— Passage given —
Numerical Columns: mean\
Categorical Columns: most frequent

## Outliers

#### I saw with Annual_Premium the histogram extended out to like 500,000. I should drop the outliers before normalizing.

In [None]:
# See the skew

df["Annual_Premium"].skew()

In [None]:
# Detecting outliers based on what I remember from my statistics class

q75 = df["Annual_Premium"].quantile(q=.75)
q25 = df["Annual_Premium"].quantile(q=.25)
IQR = q75-q25

lowerBound = q25 - 1.5*IQR
upperBound = q75 + 1.5*IQR

print(lowerBound)
print(upperBound)

In [None]:
# Remove outliers

outliers = df.loc[(df["Annual_Premium"] < lowerBound) | (df["Annual_Premium"] > upperBound)]
df = df.drop(outliers.index)
print("Dropped", outliers.shape[0], "outliers.")

## Normalization 

In [None]:
# How has skew changed from removing outliers?

df["Annual_Premium"].skew()

#### Still moderately skewed

In [None]:
# Age skew

df["Age"].skew()

#### Also moderately skewed

In [None]:
# Vintage skew

df["Vintage"].skew()

#### Unsurprisingly not skewed

In [None]:
# Do a BoxCox transformation on Age and Annual Premium
# Source: https://www.kaggle.com/datafan07/top-1-approach-eda-new-models-and-stacking

from scipy.stats import boxcox

df["Age"], age_lambda = boxcox(df["Age"])
df["Annual_Premium"], annualprem_lambda = boxcox(df["Annual_Premium"])

# Keep track of each lambda to use when preprocessing the test set

## Scaling

In [None]:
# Scale the numerical data for the models that require it
# Don't forget to also scale the Target Encoded features after the encoder has been fit on a training set
# Source: https://www.kaggle.com/kenjee/titanic-project-example

from sklearn.preprocessing import StandardScaler
scale = StandardScaler()
df[["Age", "Annual_Premium", "Vintage", "Amount_Spent_Per_Day"]] = scale.fit_transform(df[["Age", "Annual_Premium", "Vintage", "Amount_Spent_Per_Day"]])

— Task requirements —
Please name the column that the preprocessing notebook above calls unsurprisingly not skewed.

— Data section —
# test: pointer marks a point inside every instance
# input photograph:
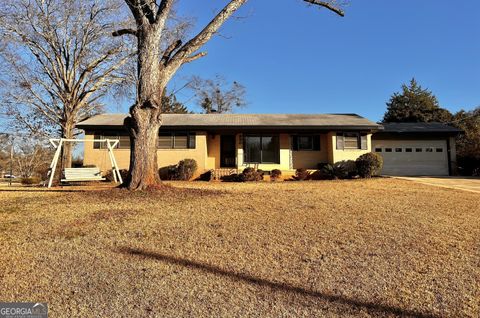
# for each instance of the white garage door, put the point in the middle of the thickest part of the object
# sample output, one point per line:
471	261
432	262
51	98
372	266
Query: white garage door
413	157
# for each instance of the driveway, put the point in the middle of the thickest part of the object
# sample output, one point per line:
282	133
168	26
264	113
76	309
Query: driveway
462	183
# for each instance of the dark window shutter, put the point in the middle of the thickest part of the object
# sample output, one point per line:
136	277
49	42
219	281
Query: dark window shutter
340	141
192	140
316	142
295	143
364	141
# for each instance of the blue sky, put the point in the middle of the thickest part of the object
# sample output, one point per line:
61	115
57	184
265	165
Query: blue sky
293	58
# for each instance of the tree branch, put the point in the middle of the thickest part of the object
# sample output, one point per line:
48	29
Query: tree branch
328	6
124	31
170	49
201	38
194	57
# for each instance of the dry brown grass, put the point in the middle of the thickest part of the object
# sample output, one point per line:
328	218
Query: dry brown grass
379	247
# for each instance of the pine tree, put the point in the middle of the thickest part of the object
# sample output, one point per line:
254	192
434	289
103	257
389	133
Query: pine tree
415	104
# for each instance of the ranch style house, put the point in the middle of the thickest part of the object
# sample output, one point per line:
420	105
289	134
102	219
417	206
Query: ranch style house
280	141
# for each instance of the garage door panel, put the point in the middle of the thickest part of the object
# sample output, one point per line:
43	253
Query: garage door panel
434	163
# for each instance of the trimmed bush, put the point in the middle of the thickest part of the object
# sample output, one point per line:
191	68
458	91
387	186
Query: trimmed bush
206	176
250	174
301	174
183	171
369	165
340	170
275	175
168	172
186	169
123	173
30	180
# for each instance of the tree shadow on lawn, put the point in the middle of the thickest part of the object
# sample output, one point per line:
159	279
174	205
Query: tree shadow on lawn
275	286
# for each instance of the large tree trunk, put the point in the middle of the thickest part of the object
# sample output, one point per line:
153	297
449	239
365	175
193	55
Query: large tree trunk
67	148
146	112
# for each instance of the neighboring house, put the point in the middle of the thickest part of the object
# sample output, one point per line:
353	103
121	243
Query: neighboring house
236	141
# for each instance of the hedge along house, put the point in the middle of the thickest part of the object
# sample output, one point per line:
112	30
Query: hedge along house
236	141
==
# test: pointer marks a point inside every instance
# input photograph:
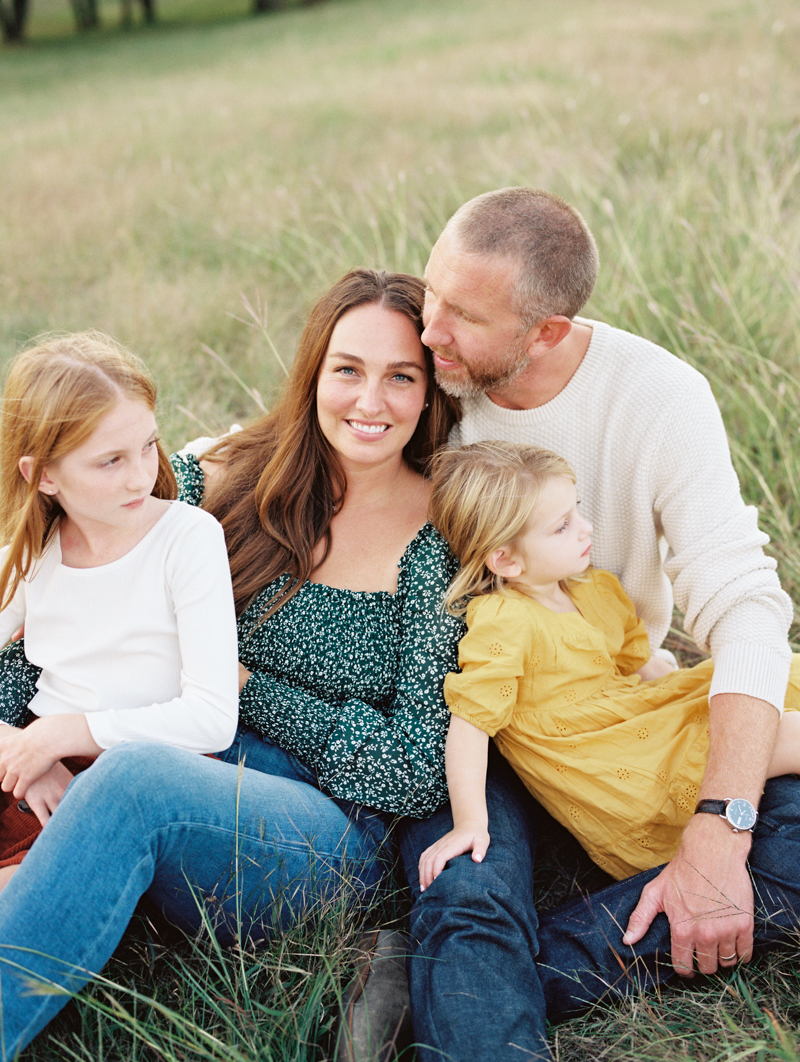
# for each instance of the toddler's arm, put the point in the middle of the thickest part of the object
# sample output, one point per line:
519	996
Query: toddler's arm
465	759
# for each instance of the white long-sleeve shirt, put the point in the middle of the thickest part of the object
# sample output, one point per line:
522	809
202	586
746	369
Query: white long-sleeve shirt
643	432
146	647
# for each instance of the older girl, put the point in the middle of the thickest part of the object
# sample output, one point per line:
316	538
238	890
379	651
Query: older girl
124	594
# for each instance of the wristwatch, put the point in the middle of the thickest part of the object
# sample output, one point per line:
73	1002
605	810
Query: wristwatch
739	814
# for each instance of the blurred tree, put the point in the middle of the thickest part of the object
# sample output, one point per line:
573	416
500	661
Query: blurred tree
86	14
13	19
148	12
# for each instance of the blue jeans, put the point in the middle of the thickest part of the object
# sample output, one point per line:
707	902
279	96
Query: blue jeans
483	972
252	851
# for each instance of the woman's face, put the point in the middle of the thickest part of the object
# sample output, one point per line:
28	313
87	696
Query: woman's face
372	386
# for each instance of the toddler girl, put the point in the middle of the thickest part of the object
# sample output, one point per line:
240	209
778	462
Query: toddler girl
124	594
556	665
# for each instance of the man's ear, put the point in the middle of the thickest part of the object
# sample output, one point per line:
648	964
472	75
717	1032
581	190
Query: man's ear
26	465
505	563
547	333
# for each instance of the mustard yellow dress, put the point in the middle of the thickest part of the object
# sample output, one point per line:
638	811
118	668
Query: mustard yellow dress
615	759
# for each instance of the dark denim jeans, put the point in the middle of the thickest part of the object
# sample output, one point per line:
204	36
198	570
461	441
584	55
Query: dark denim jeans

— Output for this task —
Vintage